PROBLEM TO SOLVE: Reproduce every item below word for word, but leave the pictures out of your copy.

EXCERPTED DATA:
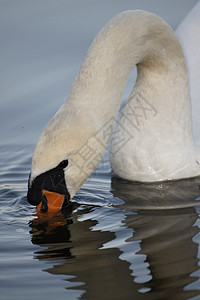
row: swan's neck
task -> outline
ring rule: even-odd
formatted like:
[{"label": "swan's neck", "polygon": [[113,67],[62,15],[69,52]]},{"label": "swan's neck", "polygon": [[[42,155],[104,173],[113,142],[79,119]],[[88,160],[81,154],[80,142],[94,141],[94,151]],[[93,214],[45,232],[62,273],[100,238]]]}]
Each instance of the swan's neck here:
[{"label": "swan's neck", "polygon": [[[190,130],[185,59],[172,29],[159,17],[141,11],[125,12],[97,35],[69,94],[73,105],[88,107],[88,117],[116,117],[133,67],[135,89],[152,106]],[[174,110],[182,107],[181,110]],[[188,116],[186,119],[186,115]],[[164,117],[164,116],[163,116]]]},{"label": "swan's neck", "polygon": [[[122,13],[111,20],[89,49],[69,100],[87,111],[91,127],[95,126],[93,140],[98,136],[98,142],[100,139],[106,146],[125,84],[135,65],[137,81],[111,147],[112,169],[131,180],[179,178],[182,176],[179,169],[184,169],[192,145],[188,79],[182,48],[162,19],[136,11]],[[137,111],[138,101],[139,105],[146,105],[146,112],[142,108]],[[135,106],[137,120],[133,120],[136,118],[133,114],[131,119],[131,106]],[[103,131],[108,133],[106,138],[99,134]],[[103,154],[105,147],[99,147],[98,143],[96,147]],[[93,161],[94,166],[98,162]],[[187,175],[188,170],[184,172]]]},{"label": "swan's neck", "polygon": [[[55,151],[54,162],[51,162],[51,153],[47,155],[47,152],[45,160],[49,159],[48,166],[52,164],[54,167],[65,158],[66,149],[69,149],[70,167],[66,170],[65,179],[71,196],[96,168],[104,154],[125,84],[135,65],[138,67],[136,85],[111,147],[114,172],[131,180],[173,179],[177,178],[177,174],[174,176],[174,170],[168,170],[168,165],[176,168],[174,161],[177,156],[190,156],[187,152],[192,143],[190,102],[185,59],[180,44],[172,29],[161,18],[144,11],[121,13],[95,38],[66,103],[44,130],[36,147],[34,161],[39,161],[37,152],[40,153],[40,146],[43,147],[43,138],[48,137],[50,145],[53,139],[56,145],[58,136],[64,137],[63,145],[59,143]],[[140,105],[147,105],[146,115],[139,121],[142,124],[139,130],[131,124],[135,121],[132,122],[133,110],[130,107],[134,107],[132,102],[137,104],[137,101]],[[141,112],[136,113],[141,115]],[[49,132],[53,132],[53,138]],[[128,135],[128,141],[119,144],[124,134]],[[176,144],[178,147],[175,147]],[[184,153],[181,150],[183,148],[186,148]],[[184,159],[178,165],[179,169],[184,168],[183,162]],[[191,165],[190,161],[187,164]],[[45,169],[46,164],[43,165]],[[161,169],[164,170],[162,174]],[[196,175],[195,172],[192,172],[192,176]],[[145,173],[148,173],[147,177]],[[187,174],[186,177],[191,176],[191,172]]]}]

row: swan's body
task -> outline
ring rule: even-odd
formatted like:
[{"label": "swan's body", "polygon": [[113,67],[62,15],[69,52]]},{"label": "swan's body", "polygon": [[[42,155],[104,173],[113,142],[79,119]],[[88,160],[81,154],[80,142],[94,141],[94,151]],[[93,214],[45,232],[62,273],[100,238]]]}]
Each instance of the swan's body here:
[{"label": "swan's body", "polygon": [[30,186],[37,176],[68,160],[64,178],[70,196],[75,195],[103,157],[135,65],[137,81],[111,145],[114,173],[143,182],[200,175],[178,39],[154,14],[127,11],[97,35],[65,104],[42,132]]}]

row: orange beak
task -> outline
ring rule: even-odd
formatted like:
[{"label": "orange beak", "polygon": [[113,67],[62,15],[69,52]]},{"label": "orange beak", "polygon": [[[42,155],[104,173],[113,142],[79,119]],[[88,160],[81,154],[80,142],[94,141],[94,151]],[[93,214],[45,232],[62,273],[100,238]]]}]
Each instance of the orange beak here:
[{"label": "orange beak", "polygon": [[[47,206],[48,206],[48,212],[59,212],[62,208],[65,195],[55,193],[55,192],[49,192],[47,190],[42,190],[43,194],[45,195],[47,199]],[[36,206],[37,211],[41,210],[42,202]]]}]

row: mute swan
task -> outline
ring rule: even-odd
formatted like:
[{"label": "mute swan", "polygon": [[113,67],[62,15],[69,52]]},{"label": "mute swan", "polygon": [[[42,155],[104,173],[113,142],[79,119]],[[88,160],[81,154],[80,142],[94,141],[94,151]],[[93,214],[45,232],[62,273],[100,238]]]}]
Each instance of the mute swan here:
[{"label": "mute swan", "polygon": [[136,84],[112,139],[112,170],[142,182],[200,175],[180,43],[160,17],[126,11],[96,36],[66,102],[43,130],[32,158],[29,203],[47,211],[50,191],[62,194],[65,205],[97,167],[135,65]]}]

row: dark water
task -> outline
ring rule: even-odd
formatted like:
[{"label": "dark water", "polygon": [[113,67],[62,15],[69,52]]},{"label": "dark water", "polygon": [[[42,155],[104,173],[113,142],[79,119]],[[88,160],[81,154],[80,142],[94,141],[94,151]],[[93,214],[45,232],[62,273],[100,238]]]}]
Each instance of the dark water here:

SOLUTION TO THE EXERCISE:
row: swan's neck
task -> outline
ring rule: even-odd
formatted like:
[{"label": "swan's neck", "polygon": [[113,67],[62,15],[69,52]]},{"label": "swan's neck", "polygon": [[[42,155],[104,173],[113,142],[79,119]],[[88,160],[81,154],[80,142],[94,141],[94,151]],[[93,214],[45,232],[62,273],[100,238]]]}]
Each instance of the swan's neck here:
[{"label": "swan's neck", "polygon": [[[190,130],[185,59],[172,29],[159,17],[141,11],[125,12],[97,35],[69,94],[73,105],[88,107],[88,117],[116,117],[133,67],[135,89],[152,106]],[[174,110],[182,107],[181,110]],[[188,116],[186,119],[186,115]],[[164,117],[164,116],[163,116]]]},{"label": "swan's neck", "polygon": [[[122,13],[111,20],[89,49],[69,100],[87,111],[91,127],[95,126],[93,140],[98,136],[98,142],[100,139],[106,146],[125,84],[135,65],[137,81],[111,147],[112,169],[131,180],[179,178],[182,176],[179,169],[184,169],[192,145],[188,79],[182,48],[162,19],[136,11]],[[137,111],[138,101],[139,105],[146,105],[146,112],[142,108]],[[135,106],[137,120],[133,120],[136,118],[133,114],[131,119],[131,106]],[[103,131],[108,133],[106,138],[99,134]],[[103,154],[105,147],[99,147],[98,143],[96,147]],[[93,161],[94,166],[98,162]],[[187,175],[188,170],[184,172]]]},{"label": "swan's neck", "polygon": [[[55,151],[54,162],[51,162],[51,153],[47,155],[47,152],[45,160],[49,159],[48,166],[52,164],[54,167],[65,158],[66,149],[69,149],[70,167],[66,170],[65,179],[71,196],[96,168],[104,154],[125,84],[135,65],[138,67],[136,85],[111,147],[114,172],[131,180],[173,179],[177,178],[177,174],[174,176],[174,170],[168,170],[168,165],[176,168],[174,161],[177,156],[190,156],[187,152],[192,143],[190,102],[185,59],[180,44],[172,29],[161,18],[144,11],[121,13],[95,38],[66,103],[44,130],[36,147],[34,161],[39,161],[37,152],[40,153],[40,146],[43,147],[43,138],[48,137],[50,145],[53,139],[56,145],[58,136],[64,137],[63,145],[59,143]],[[140,105],[147,105],[146,115],[139,121],[142,124],[139,130],[131,124],[135,121],[132,122],[133,110],[130,107],[134,107],[132,102],[137,104],[137,101]],[[141,112],[136,113],[141,115]],[[49,132],[53,132],[53,138]],[[128,135],[128,141],[119,144],[124,134]],[[176,144],[178,147],[175,147]],[[184,153],[181,150],[183,148],[186,148]],[[184,159],[178,165],[179,169],[184,168],[183,162]],[[191,165],[190,161],[187,164]],[[45,169],[46,164],[43,165]],[[161,169],[164,170],[162,174]],[[196,175],[195,172],[192,172],[192,176]],[[145,173],[148,173],[147,177]],[[187,174],[186,177],[191,176],[191,172]]]}]

row: swan's body
task -> outline
ring rule: even-odd
formatted like:
[{"label": "swan's body", "polygon": [[113,67],[62,15],[69,52]]},{"label": "swan's body", "polygon": [[[42,155],[104,173],[113,142],[79,119]],[[88,160],[81,154],[80,142],[94,141],[94,151]],[[93,214],[45,232],[62,273],[100,238]]]}]
Each instance of the swan's body here:
[{"label": "swan's body", "polygon": [[30,186],[37,176],[68,160],[64,178],[70,196],[75,195],[103,157],[135,65],[137,81],[111,145],[114,173],[143,182],[200,175],[178,39],[154,14],[127,11],[97,35],[65,104],[42,132]]}]

row: orange beak
task -> outline
ring rule: even-odd
formatted like:
[{"label": "orange beak", "polygon": [[113,67],[62,15],[69,52]]},{"label": "orange beak", "polygon": [[[42,155],[104,173],[113,142],[79,119]],[[88,160],[81,154],[80,142],[94,141],[94,151]],[[93,214],[45,232],[62,273],[100,238]]]}]
Each instance of the orange beak here:
[{"label": "orange beak", "polygon": [[[47,206],[48,206],[48,212],[59,212],[62,208],[65,195],[55,193],[55,192],[49,192],[47,190],[42,190],[43,194],[45,195],[47,199]],[[36,206],[37,211],[41,210],[42,202]]]}]

row: mute swan
task -> outline
ring rule: even-odd
formatted like:
[{"label": "mute swan", "polygon": [[113,67],[62,15],[69,52]]},{"label": "mute swan", "polygon": [[[42,155],[104,173],[113,142],[79,119]],[[88,160],[81,154],[80,142],[94,141],[94,151]],[[93,214],[45,232],[62,273],[100,238]]]}]
Each instance of the mute swan here:
[{"label": "mute swan", "polygon": [[136,84],[112,139],[112,170],[142,182],[200,175],[180,43],[160,17],[126,11],[96,36],[66,102],[43,130],[32,158],[29,203],[47,211],[50,191],[62,194],[65,205],[97,167],[135,65]]}]

row: dark water
task -> outline
ring rule: even-odd
formatted like:
[{"label": "dark water", "polygon": [[113,67],[62,15],[69,52]]},{"label": "dark water", "polygon": [[[42,155],[104,173],[113,142],[79,119]],[[88,160],[81,154],[80,142],[94,141],[94,151]],[[93,214],[45,232],[62,273],[100,238]]]}]
Each instance of the dark water here:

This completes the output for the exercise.